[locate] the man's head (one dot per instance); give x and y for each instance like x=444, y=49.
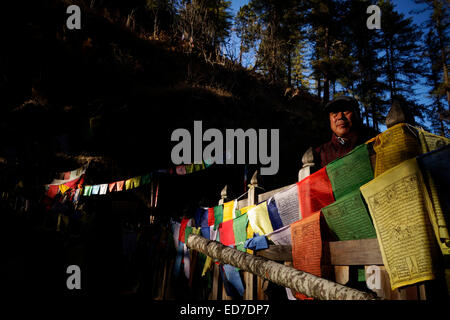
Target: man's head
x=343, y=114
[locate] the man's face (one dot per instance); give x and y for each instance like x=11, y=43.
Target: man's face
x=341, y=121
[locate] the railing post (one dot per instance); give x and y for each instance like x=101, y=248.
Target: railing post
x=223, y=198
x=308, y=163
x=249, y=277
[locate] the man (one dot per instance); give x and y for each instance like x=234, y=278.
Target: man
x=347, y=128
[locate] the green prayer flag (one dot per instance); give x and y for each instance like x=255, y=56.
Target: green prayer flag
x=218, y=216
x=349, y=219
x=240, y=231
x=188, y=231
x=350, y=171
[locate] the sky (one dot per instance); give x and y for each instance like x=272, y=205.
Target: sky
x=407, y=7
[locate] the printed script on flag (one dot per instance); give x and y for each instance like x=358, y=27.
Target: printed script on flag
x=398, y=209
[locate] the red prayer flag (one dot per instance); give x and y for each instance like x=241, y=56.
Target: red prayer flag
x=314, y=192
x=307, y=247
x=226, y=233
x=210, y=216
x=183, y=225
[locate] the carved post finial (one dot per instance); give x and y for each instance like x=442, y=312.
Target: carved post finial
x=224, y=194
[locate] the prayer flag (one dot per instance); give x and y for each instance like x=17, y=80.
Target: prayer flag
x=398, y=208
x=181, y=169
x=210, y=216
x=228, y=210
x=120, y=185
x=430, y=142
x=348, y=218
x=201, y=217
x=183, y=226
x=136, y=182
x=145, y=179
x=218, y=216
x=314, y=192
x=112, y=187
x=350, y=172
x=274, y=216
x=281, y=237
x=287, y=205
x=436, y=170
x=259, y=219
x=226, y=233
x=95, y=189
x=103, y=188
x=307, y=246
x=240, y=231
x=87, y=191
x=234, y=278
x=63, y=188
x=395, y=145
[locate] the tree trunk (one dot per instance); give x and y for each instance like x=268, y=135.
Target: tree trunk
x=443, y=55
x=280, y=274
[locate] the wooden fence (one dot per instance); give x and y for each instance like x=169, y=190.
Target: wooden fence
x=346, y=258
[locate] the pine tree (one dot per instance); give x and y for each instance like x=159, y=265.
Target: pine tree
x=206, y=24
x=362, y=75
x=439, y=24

◇ ◇ ◇ ◇ ◇

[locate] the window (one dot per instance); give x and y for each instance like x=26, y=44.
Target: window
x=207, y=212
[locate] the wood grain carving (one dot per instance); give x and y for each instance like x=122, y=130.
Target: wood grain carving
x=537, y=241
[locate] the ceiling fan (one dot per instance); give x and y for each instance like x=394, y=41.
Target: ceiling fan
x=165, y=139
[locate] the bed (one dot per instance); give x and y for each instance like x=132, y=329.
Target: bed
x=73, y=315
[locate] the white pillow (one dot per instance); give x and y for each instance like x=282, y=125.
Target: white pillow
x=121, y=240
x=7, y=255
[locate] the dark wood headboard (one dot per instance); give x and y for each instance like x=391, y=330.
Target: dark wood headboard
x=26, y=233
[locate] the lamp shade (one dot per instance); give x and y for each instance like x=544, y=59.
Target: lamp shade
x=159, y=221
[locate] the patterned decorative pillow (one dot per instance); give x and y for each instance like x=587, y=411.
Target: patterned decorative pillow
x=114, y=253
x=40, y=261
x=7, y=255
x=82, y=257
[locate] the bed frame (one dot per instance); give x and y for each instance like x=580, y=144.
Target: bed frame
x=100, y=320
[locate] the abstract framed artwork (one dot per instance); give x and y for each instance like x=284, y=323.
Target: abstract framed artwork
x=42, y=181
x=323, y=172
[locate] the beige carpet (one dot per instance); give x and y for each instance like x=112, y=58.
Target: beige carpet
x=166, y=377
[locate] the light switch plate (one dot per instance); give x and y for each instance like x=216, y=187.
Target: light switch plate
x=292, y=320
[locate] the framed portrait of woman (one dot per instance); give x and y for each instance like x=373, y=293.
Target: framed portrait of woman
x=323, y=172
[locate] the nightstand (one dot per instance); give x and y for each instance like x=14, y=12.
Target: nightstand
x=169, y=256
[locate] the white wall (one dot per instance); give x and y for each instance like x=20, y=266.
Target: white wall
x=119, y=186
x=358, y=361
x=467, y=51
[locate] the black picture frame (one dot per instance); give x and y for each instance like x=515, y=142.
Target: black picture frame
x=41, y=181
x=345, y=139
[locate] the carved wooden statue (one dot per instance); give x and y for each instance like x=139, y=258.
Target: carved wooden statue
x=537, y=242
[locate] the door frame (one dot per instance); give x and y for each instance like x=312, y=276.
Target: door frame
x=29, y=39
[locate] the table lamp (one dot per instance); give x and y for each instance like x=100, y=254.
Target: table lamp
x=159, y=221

◇ ◇ ◇ ◇ ◇

## [Task prompt]
Lines wanted from the listing above: the line with "[locate] the wood grain" up to and including the line with "[locate] the white pillow". Please write them out exactly, adding nothing else.

## [Task response]
[locate] the wood grain carving (one dot per instance); give x and y for each instance like x=122, y=130.
Target: wood grain carving
x=537, y=241
[locate] the ceiling fan (one dot per instance); give x and y for each instance like x=394, y=41.
Target: ceiling fan
x=165, y=139
[locate] the bed (one dot per instance); give x and y for each instance like x=132, y=329.
Target: bed
x=73, y=315
[locate] the white pillow (one dot per instance); give x and y for each instance like x=282, y=125.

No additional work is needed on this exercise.